* START Input for this task *
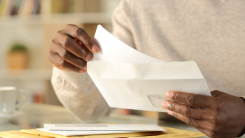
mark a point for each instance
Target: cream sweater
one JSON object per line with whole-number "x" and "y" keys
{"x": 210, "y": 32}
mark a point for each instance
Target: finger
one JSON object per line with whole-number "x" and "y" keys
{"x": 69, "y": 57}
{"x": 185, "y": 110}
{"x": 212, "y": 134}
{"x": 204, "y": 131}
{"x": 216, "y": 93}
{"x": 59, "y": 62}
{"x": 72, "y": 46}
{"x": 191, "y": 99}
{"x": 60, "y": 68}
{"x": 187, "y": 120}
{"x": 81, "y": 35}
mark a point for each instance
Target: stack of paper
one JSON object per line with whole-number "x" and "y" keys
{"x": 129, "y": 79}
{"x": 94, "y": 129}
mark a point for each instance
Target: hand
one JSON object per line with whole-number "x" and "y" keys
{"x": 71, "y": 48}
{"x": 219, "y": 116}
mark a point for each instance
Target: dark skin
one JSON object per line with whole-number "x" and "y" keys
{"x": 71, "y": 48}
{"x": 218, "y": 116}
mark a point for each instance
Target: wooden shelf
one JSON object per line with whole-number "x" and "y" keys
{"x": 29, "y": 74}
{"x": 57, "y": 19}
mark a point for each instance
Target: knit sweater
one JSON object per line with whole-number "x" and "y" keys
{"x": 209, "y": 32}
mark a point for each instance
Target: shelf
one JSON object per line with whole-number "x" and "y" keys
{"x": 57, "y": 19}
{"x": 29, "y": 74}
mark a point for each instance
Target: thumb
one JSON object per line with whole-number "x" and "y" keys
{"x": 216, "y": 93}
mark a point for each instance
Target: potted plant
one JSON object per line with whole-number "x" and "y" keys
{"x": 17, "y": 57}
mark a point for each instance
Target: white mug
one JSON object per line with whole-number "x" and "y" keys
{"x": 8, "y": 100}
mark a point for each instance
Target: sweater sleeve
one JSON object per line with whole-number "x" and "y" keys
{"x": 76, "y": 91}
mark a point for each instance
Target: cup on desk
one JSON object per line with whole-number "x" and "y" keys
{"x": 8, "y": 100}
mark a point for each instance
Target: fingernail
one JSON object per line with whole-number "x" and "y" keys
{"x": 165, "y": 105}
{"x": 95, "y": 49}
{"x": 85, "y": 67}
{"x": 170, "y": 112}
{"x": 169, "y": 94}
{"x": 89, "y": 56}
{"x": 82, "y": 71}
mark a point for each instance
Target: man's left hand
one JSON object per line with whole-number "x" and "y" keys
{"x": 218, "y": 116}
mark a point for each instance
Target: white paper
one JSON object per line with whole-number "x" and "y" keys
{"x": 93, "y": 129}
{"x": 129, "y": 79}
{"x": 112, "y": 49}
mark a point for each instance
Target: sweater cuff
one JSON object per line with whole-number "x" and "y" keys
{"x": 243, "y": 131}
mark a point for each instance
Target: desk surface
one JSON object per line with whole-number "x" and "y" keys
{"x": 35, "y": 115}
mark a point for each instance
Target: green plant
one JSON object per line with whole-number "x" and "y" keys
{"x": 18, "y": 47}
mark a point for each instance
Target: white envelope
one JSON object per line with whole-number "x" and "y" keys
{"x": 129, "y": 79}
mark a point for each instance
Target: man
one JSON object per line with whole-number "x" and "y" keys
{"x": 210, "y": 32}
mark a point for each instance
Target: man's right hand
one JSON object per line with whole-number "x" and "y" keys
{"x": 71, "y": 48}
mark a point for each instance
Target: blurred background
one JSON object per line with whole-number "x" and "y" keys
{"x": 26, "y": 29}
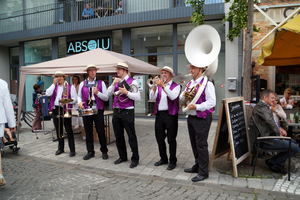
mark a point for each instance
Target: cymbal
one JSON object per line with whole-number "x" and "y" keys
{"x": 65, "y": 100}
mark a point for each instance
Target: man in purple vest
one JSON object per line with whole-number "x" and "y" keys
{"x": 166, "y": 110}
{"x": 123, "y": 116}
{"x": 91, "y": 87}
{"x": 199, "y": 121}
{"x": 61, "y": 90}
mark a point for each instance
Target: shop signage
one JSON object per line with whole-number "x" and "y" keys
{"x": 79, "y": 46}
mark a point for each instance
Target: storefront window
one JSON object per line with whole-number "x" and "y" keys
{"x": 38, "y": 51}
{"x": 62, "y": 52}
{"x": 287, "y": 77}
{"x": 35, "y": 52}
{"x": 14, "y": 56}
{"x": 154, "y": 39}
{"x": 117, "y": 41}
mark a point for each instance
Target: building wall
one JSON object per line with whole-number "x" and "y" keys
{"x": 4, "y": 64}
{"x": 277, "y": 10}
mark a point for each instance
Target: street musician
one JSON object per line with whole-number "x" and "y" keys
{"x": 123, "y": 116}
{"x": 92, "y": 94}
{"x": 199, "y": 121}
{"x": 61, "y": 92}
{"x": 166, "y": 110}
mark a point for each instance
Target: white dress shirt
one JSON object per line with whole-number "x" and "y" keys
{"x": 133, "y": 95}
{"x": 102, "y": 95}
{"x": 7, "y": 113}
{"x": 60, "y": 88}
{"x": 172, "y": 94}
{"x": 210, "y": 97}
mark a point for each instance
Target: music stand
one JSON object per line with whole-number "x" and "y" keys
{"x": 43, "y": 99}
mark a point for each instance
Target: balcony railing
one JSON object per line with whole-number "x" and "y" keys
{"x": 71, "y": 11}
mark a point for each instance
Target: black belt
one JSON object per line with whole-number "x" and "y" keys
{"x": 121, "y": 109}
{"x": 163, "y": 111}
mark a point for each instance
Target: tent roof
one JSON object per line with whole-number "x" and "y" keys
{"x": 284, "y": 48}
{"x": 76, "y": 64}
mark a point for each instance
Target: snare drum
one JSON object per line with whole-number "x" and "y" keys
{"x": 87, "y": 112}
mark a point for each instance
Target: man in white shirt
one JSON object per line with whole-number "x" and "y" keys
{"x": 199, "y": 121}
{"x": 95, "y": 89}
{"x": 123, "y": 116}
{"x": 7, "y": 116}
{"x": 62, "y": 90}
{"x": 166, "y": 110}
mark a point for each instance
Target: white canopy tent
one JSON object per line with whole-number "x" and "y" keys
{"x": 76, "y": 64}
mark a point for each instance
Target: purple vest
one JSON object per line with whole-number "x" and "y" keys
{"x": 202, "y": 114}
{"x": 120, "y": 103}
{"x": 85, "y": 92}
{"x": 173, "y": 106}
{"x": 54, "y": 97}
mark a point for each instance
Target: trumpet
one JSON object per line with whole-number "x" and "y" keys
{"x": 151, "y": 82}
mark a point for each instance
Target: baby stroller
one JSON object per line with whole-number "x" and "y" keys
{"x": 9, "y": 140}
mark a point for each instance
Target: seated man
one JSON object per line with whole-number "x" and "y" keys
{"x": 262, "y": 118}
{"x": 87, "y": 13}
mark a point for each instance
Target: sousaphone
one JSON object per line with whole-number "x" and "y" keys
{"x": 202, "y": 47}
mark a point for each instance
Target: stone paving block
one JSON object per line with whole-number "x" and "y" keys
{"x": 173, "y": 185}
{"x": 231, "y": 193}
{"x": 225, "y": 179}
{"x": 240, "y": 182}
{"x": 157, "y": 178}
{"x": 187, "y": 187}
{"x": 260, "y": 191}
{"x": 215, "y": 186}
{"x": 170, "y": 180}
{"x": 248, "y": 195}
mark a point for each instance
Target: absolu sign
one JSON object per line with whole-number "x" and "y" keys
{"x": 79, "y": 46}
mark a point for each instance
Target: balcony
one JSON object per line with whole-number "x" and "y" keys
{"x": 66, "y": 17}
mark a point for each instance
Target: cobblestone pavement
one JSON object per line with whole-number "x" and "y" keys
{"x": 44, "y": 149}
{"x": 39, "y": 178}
* END Input for this task *
| What is asked |
Strip the images and reproduce the remaining records precisely.

| Result of the exercise |
mark a point for each instance
Target: cream sweater
one JSON object per line with whole-number "x" and "y" keys
{"x": 210, "y": 32}
mark a point for each instance
Target: finger
one JSON object per line with whole-number "x" and "y" keys
{"x": 69, "y": 57}
{"x": 185, "y": 110}
{"x": 212, "y": 134}
{"x": 204, "y": 131}
{"x": 216, "y": 93}
{"x": 59, "y": 62}
{"x": 72, "y": 46}
{"x": 191, "y": 99}
{"x": 60, "y": 68}
{"x": 187, "y": 120}
{"x": 81, "y": 35}
mark a point for each instance
Target: stack of paper
one JSON object per line with whole-number "x" and "y" keys
{"x": 129, "y": 79}
{"x": 94, "y": 129}
mark a point for each instance
Target: hand
one JSON object per line with whole-number "x" and "y" keys
{"x": 71, "y": 48}
{"x": 219, "y": 116}
mark a point for each instance
Target: dark skin
one JSON object per line with whole-number "x" and "y" keys
{"x": 71, "y": 48}
{"x": 218, "y": 116}
mark a point for each instance
Target: wooden shelf
one JSON object per line with whole-number "x" and "y" keys
{"x": 29, "y": 74}
{"x": 57, "y": 19}
mark a point for each instance
Target: knit sweater
one JSON object per line with whole-number "x" and "y" keys
{"x": 209, "y": 32}
mark a point for each instance
Target: shelf
one JSON object per line with whole-number "x" and "y" keys
{"x": 57, "y": 19}
{"x": 29, "y": 74}
mark a point for each instance
Target: thumb
one JSON object per line with whole-number "x" and "y" keys
{"x": 216, "y": 93}
mark a point for each instance
Target: potted plant
one JSON object per line with whole-number "x" and "y" keys
{"x": 17, "y": 57}
mark a point for each instance
Target: white mug
one JSON object per line with whole-number "x" and "y" keys
{"x": 8, "y": 100}
mark a point for each instance
Target: sweater sleeve
one JSON object per line with whole-number "x" and "y" keys
{"x": 76, "y": 91}
mark a point for each instance
Target: cup on desk
one JSON object per line with whole-number "x" and "y" keys
{"x": 8, "y": 100}
mark a point for each instance
Target: fingernail
one JSON object per line with whole-number "x" and "y" keys
{"x": 165, "y": 105}
{"x": 95, "y": 49}
{"x": 85, "y": 67}
{"x": 170, "y": 112}
{"x": 169, "y": 94}
{"x": 89, "y": 56}
{"x": 82, "y": 71}
mark a point for each instance
Target: man's left hand
one JSON object per line with whole-number "x" and "y" keys
{"x": 218, "y": 116}
mark a point for each instance
Target: white paper
one JSON object per line with whole-number "x" and "y" keys
{"x": 93, "y": 129}
{"x": 129, "y": 79}
{"x": 112, "y": 49}
mark a point for each instance
Target: sweater cuff
one JSON object per line with whole-number "x" and "y" keys
{"x": 243, "y": 131}
mark a point for each instance
Target: desk surface
one JSON object per line with whole-number "x" and "y" keys
{"x": 35, "y": 115}
mark a point for each instance
Target: green plant
one JSON object per line with whole-number "x" and "y" keys
{"x": 18, "y": 47}
mark a point for each instance
Target: white envelope
one JSON object per line with whole-number "x" and "y" keys
{"x": 129, "y": 79}
mark a point for each instance
Target: man
one JSON object per line with whole-number "x" and "y" keys
{"x": 210, "y": 32}
mark a point for each instance
Target: man's right hand
one JSON object per line with whole-number "x" and "y" keys
{"x": 71, "y": 48}
mark a point for each instance
Target: blurred background
one JSON object per line with whole-number "x" and "y" keys
{"x": 26, "y": 29}
mark a point for each instance
Target: cymbal
one JSON object per line with whole-number "x" and "y" keys
{"x": 65, "y": 100}
mark a point for each instance
Target: man in purple vest
one JSON object per line with whole-number "x" and "y" keys
{"x": 166, "y": 110}
{"x": 123, "y": 116}
{"x": 91, "y": 87}
{"x": 199, "y": 121}
{"x": 61, "y": 90}
mark a point for each instance
Target: shop signage
one JSON object per line with whole-number "x" and "y" keys
{"x": 79, "y": 46}
mark a point for each instance
Target: storefront window
one JSON object per line with whole-number "x" and "y" keys
{"x": 38, "y": 51}
{"x": 62, "y": 52}
{"x": 287, "y": 77}
{"x": 35, "y": 52}
{"x": 14, "y": 56}
{"x": 154, "y": 39}
{"x": 117, "y": 41}
mark a point for each instance
Target: building wall
one JSON object per line with whole-number "x" and "y" keys
{"x": 4, "y": 64}
{"x": 277, "y": 10}
mark a point for each instance
Target: street musician
one JSON object per line with whole-number "x" and "y" keys
{"x": 123, "y": 116}
{"x": 92, "y": 94}
{"x": 199, "y": 121}
{"x": 61, "y": 92}
{"x": 166, "y": 110}
mark a point for each instance
Target: white dress shirt
one JSON object per line with whole-number "x" and "y" keys
{"x": 133, "y": 95}
{"x": 102, "y": 95}
{"x": 7, "y": 113}
{"x": 60, "y": 88}
{"x": 172, "y": 94}
{"x": 210, "y": 97}
mark a point for each instance
Target: music stand
one JSON object per line with whole-number "x" and "y" keys
{"x": 43, "y": 99}
mark a point for each instance
Target: balcony railing
one JSON object per line with whole-number "x" and "y" keys
{"x": 71, "y": 11}
mark a point for each instance
Target: black belt
one JSON object per line with whole-number "x" and "y" keys
{"x": 121, "y": 109}
{"x": 163, "y": 111}
mark a point for each instance
Target: tent roof
one JSON object per line with whole-number "x" and "y" keys
{"x": 284, "y": 48}
{"x": 76, "y": 64}
mark a point for each instance
Target: snare drum
one JSON object per line with whole-number "x" and "y" keys
{"x": 87, "y": 112}
mark a point for each instance
Target: man in white shirt
one JSON object per line with whole-number "x" and "y" keys
{"x": 199, "y": 121}
{"x": 95, "y": 89}
{"x": 123, "y": 116}
{"x": 7, "y": 116}
{"x": 62, "y": 90}
{"x": 166, "y": 110}
mark a point for each instance
Target: white canopy tent
one JSON object per line with whole-number "x" and "y" keys
{"x": 76, "y": 64}
mark a point for each instance
Target: purple vest
one JSON object per line with whole-number "x" and "y" keys
{"x": 202, "y": 114}
{"x": 120, "y": 103}
{"x": 85, "y": 92}
{"x": 173, "y": 106}
{"x": 54, "y": 97}
mark a point for each instance
Target: trumpet
one JSON object per line with whole-number "x" and "y" keys
{"x": 151, "y": 82}
mark a point for each instance
Target: baby stroller
one JSON object per line with whole-number "x" and "y" keys
{"x": 9, "y": 140}
mark a point for each instance
Target: seated man
one JSON object per line with whole-number "x" and "y" keys
{"x": 262, "y": 118}
{"x": 87, "y": 13}
mark a point for each instance
Target: sousaphone
one JSON object per line with whole-number "x" and "y" keys
{"x": 202, "y": 47}
mark a point for each instance
Target: stone paving block
one JSON object per line with whole-number "x" and "y" keys
{"x": 173, "y": 185}
{"x": 231, "y": 193}
{"x": 225, "y": 179}
{"x": 240, "y": 182}
{"x": 157, "y": 178}
{"x": 187, "y": 187}
{"x": 260, "y": 191}
{"x": 215, "y": 186}
{"x": 170, "y": 180}
{"x": 248, "y": 195}
mark a point for each instance
Target: absolu sign
one JSON object per line with whole-number "x" and "y" keys
{"x": 79, "y": 46}
mark a point for each instance
Target: balcony
one JSON object per line with whole-number "x" and "y" keys
{"x": 66, "y": 17}
mark a point for each instance
Target: cobblestone pavement
one JSON object per line with whole-number "x" and "y" keys
{"x": 44, "y": 149}
{"x": 39, "y": 178}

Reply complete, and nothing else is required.